• [Brief] Leave the pictures out and transcribe every record exactly.
[Start]
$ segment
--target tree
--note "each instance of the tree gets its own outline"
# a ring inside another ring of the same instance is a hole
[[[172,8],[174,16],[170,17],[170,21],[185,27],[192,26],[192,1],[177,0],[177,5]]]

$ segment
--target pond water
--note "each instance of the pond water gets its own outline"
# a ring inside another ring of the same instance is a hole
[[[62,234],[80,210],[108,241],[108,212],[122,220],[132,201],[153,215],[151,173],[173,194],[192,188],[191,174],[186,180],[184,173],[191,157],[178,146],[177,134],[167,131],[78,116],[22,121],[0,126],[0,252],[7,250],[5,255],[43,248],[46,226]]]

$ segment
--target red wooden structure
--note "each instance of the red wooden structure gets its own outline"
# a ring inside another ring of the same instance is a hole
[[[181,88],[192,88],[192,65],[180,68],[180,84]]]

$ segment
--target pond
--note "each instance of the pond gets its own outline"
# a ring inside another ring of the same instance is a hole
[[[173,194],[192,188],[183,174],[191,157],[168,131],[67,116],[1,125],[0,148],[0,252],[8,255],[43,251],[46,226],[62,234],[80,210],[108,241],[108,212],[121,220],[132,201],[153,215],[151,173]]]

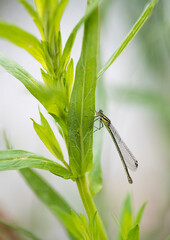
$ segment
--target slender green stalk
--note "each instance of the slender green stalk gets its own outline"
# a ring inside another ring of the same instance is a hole
[[[89,219],[92,219],[95,213],[97,212],[97,208],[94,203],[93,197],[90,193],[90,190],[87,184],[86,175],[83,175],[82,177],[77,178],[76,183],[77,183],[80,197],[82,199],[87,216]],[[100,239],[107,240],[106,232],[99,214],[96,215],[96,223],[97,223],[97,231],[99,233]]]

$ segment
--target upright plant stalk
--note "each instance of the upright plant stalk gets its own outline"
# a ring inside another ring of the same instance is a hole
[[[96,217],[96,228],[98,231],[98,236],[100,236],[100,239],[102,240],[107,240],[102,220],[97,213],[96,205],[89,190],[87,176],[84,175],[77,178],[76,183],[89,220]]]

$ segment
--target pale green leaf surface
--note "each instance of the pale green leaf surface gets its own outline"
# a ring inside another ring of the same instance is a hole
[[[140,209],[139,209],[139,211],[138,211],[138,213],[136,215],[135,225],[136,224],[140,224],[142,216],[143,216],[143,212],[145,210],[145,207],[146,207],[146,202],[144,204],[142,204],[142,206],[140,207]]]
[[[95,108],[98,31],[96,10],[85,23],[82,53],[76,67],[68,112],[69,160],[75,176],[92,168],[93,128],[90,125]]]
[[[60,145],[43,114],[40,112],[41,116],[41,124],[37,124],[33,120],[33,126],[34,129],[39,136],[39,138],[42,140],[42,142],[45,144],[45,146],[48,148],[48,150],[59,160],[64,162],[64,156],[62,154]]]
[[[138,224],[129,231],[126,240],[139,240],[139,225]]]
[[[100,106],[101,109],[106,109],[108,95],[105,91],[104,82],[98,81],[96,91],[96,105]],[[98,127],[98,123],[96,123]],[[102,168],[101,168],[101,156],[103,146],[103,131],[96,131],[94,133],[94,144],[93,144],[93,169],[88,173],[89,188],[92,195],[97,194],[102,189]]]
[[[74,44],[74,40],[77,35],[77,31],[81,27],[81,25],[90,17],[91,14],[94,14],[94,10],[97,8],[101,0],[94,0],[92,4],[89,5],[85,15],[80,19],[80,21],[77,23],[77,25],[72,30],[66,45],[63,50],[63,55],[61,58],[60,68],[59,68],[59,75],[63,73],[64,69],[66,68],[69,60],[70,60],[70,54],[71,50]]]
[[[105,63],[103,68],[98,73],[98,79],[105,73],[105,71],[110,67],[110,65],[116,60],[116,58],[123,52],[126,46],[132,41],[135,35],[139,32],[143,24],[146,20],[151,16],[152,11],[159,0],[151,0],[145,7],[143,13],[132,27],[130,32],[128,33],[127,37],[124,39],[122,44],[117,48],[117,50],[113,53],[113,55],[109,58],[109,60]]]
[[[70,101],[70,97],[72,93],[73,79],[74,79],[74,63],[73,63],[73,59],[71,59],[67,66],[67,72],[66,72],[66,91],[67,91],[68,101]]]
[[[46,69],[41,43],[32,34],[9,23],[0,22],[0,37],[24,48]]]
[[[46,3],[49,0],[34,0],[37,12],[39,14],[39,16],[41,17],[41,19],[44,18],[44,12],[45,12],[45,7],[46,7]]]
[[[27,12],[30,14],[30,16],[33,18],[37,28],[39,29],[41,36],[44,39],[44,31],[43,31],[43,26],[42,26],[42,21],[37,13],[37,11],[33,8],[33,6],[27,2],[26,0],[18,0],[19,2],[22,3],[22,5],[25,7]]]
[[[129,230],[133,227],[133,212],[132,212],[132,202],[130,194],[127,195],[121,212],[121,219],[120,219],[120,233],[126,239]]]
[[[62,224],[67,229],[67,224],[65,224],[65,216],[71,214],[72,207],[51,185],[47,183],[47,181],[42,176],[40,176],[34,170],[28,168],[21,169],[20,173],[26,183],[29,185],[29,187],[37,195],[37,197],[58,219],[60,219]],[[68,229],[67,231],[70,235],[70,239],[75,240],[75,238],[70,234]]]
[[[169,102],[160,91],[121,87],[114,90],[115,99],[119,101],[125,101],[126,103],[143,104],[147,107],[151,107],[156,111],[161,118],[170,121],[170,106]]]
[[[0,225],[8,227],[8,228],[11,228],[12,230],[14,230],[14,231],[16,231],[16,232],[18,232],[18,233],[28,237],[29,239],[40,240],[40,238],[36,237],[33,233],[27,231],[26,229],[21,228],[19,226],[16,226],[16,225],[14,225],[12,223],[6,222],[6,221],[4,221],[2,219],[0,219]]]
[[[30,91],[30,93],[36,97],[40,102],[44,101],[43,92],[44,86],[33,78],[26,70],[24,70],[19,64],[4,57],[0,53],[0,65],[5,70],[21,81],[24,86]]]
[[[22,168],[44,169],[65,179],[72,178],[72,174],[66,168],[38,154],[23,150],[0,151],[0,171]]]
[[[56,34],[58,35],[60,31],[60,20],[68,4],[68,1],[69,0],[61,0],[60,3],[55,7],[52,19],[50,21],[49,42],[51,42],[53,33],[56,32]]]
[End]
• [The completed task]
$ segment
--target tree
--note "each instance of the tree gets its own outline"
# a ring inside another ring of the same instance is a hole
[[[172,8],[174,16],[170,17],[170,21],[185,27],[192,26],[192,1],[177,0],[177,5]]]

$ segment
--target pond water
--note "each instance of the pond water gets its own outline"
# a ring inside another ring of the same instance is a hole
[[[62,234],[80,210],[108,241],[108,212],[122,220],[132,201],[153,215],[151,173],[173,194],[192,188],[191,174],[186,180],[184,173],[191,157],[178,146],[177,134],[167,131],[78,116],[22,121],[0,126],[0,252],[7,250],[5,255],[43,248],[46,226]]]

$ segment
--target red wooden structure
--note "each instance of the red wooden structure gets its own outline"
# a ring inside another ring of the same instance is a hole
[[[181,88],[192,88],[192,65],[180,68],[180,84]]]

$ segment
--target pond
--note "each instance of the pond gets its own outline"
# a ring inside another ring of the same instance is a hole
[[[173,194],[192,188],[183,174],[191,157],[168,131],[67,116],[1,125],[0,148],[0,252],[8,255],[43,251],[46,226],[62,234],[80,210],[108,241],[108,212],[121,220],[132,201],[153,215],[151,173]]]

$ segment
--target slender green stalk
--note "each instance of the slender green stalk gets its own outline"
# a ring inside another ring of the same instance is a hole
[[[89,219],[92,219],[95,213],[97,212],[97,208],[94,203],[93,197],[90,193],[90,190],[87,184],[86,175],[83,175],[82,177],[77,178],[76,183],[77,183],[80,197],[82,199],[87,216]],[[100,239],[107,240],[106,232],[99,214],[96,215],[96,223],[97,223],[97,231],[99,233]]]

$ segment
--target upright plant stalk
--note "each instance of the upright plant stalk gets its own outline"
# a ring inside another ring of the same instance is a hole
[[[96,217],[96,228],[98,231],[98,236],[100,236],[100,239],[102,240],[107,240],[102,220],[97,213],[96,205],[89,190],[87,176],[84,175],[77,178],[76,183],[89,220]]]

$ segment
--target pale green leaf surface
--note "each instance of the pale green leaf surface gets its own outline"
# a ring inside another ring of the same instance is a hole
[[[140,209],[139,209],[139,211],[138,211],[138,213],[136,215],[135,225],[136,224],[140,224],[142,216],[143,216],[143,212],[145,210],[145,207],[146,207],[146,202],[144,204],[142,204],[142,206],[140,207]]]
[[[95,108],[98,31],[96,10],[85,23],[82,53],[76,67],[68,112],[69,160],[75,176],[92,168],[93,128],[90,125]]]
[[[60,145],[43,114],[40,112],[41,116],[41,124],[37,124],[33,120],[33,126],[34,129],[39,136],[39,138],[42,140],[42,142],[45,144],[45,146],[48,148],[48,150],[59,160],[64,162],[64,156],[62,154]]]
[[[138,224],[129,231],[126,240],[139,240],[139,225]]]
[[[100,106],[101,109],[106,109],[108,95],[105,91],[104,82],[98,81],[96,91],[96,105]],[[98,127],[98,123],[96,123]],[[102,168],[101,168],[101,156],[103,146],[103,131],[96,131],[94,133],[94,144],[93,144],[93,169],[88,173],[89,188],[92,195],[97,194],[102,189]]]
[[[74,44],[74,40],[77,35],[77,31],[81,27],[81,25],[90,17],[91,14],[94,14],[94,10],[97,8],[101,0],[94,0],[92,4],[89,5],[85,15],[80,19],[80,21],[77,23],[77,25],[72,30],[66,45],[63,50],[63,55],[61,58],[60,68],[59,68],[59,75],[63,73],[64,69],[66,68],[69,60],[70,60],[70,54],[71,50]]]
[[[105,63],[103,68],[98,73],[98,79],[105,73],[105,71],[110,67],[110,65],[116,60],[116,58],[123,52],[126,46],[132,41],[135,35],[139,32],[143,24],[146,20],[151,16],[152,11],[159,0],[151,0],[145,7],[143,13],[132,27],[130,32],[128,33],[127,37],[124,39],[122,44],[117,48],[117,50],[113,53],[113,55],[109,58],[109,60]]]
[[[70,101],[70,97],[72,93],[73,79],[74,79],[74,63],[73,63],[73,59],[71,59],[67,66],[67,72],[66,72],[66,91],[67,91],[68,101]]]
[[[46,69],[41,43],[32,34],[9,23],[0,22],[0,37],[24,48]]]
[[[46,3],[49,0],[34,0],[37,12],[39,14],[39,16],[41,17],[41,19],[44,18],[44,12],[45,12],[45,7],[46,7]]]
[[[27,12],[30,14],[30,16],[33,18],[37,28],[39,29],[41,36],[44,39],[44,31],[43,31],[43,26],[42,26],[42,21],[37,13],[37,11],[33,8],[33,6],[27,2],[26,0],[18,0],[19,2],[22,3],[22,5],[25,7]]]
[[[129,230],[133,227],[133,212],[132,212],[132,202],[130,194],[127,195],[121,212],[121,219],[120,219],[120,233],[126,239]]]
[[[62,224],[67,229],[67,224],[65,224],[65,216],[71,214],[72,207],[51,185],[47,183],[47,181],[42,176],[40,176],[34,170],[28,168],[21,169],[20,173],[26,183],[29,185],[29,187],[37,195],[37,197],[58,219],[60,219]],[[68,229],[67,231],[70,235],[70,239],[75,240],[75,238],[70,234]]]
[[[169,102],[160,91],[121,87],[114,90],[115,99],[119,101],[125,101],[126,103],[143,104],[147,107],[151,107],[156,111],[161,118],[170,121],[170,106]]]
[[[0,225],[8,227],[8,228],[11,228],[12,230],[14,230],[14,231],[16,231],[16,232],[18,232],[18,233],[28,237],[29,239],[40,240],[40,238],[36,237],[33,233],[27,231],[26,229],[21,228],[19,226],[16,226],[16,225],[14,225],[12,223],[6,222],[6,221],[4,221],[2,219],[0,219]]]
[[[30,91],[30,93],[36,97],[40,102],[44,101],[43,92],[44,86],[33,78],[26,70],[24,70],[19,64],[4,57],[0,53],[0,65],[5,70],[21,81],[24,86]]]
[[[22,168],[44,169],[65,179],[72,178],[72,174],[66,168],[38,154],[23,150],[0,151],[0,171]]]
[[[56,34],[58,35],[60,31],[60,20],[68,4],[68,1],[69,0],[61,0],[60,3],[55,7],[52,19],[50,21],[49,42],[51,42],[53,33],[56,32]]]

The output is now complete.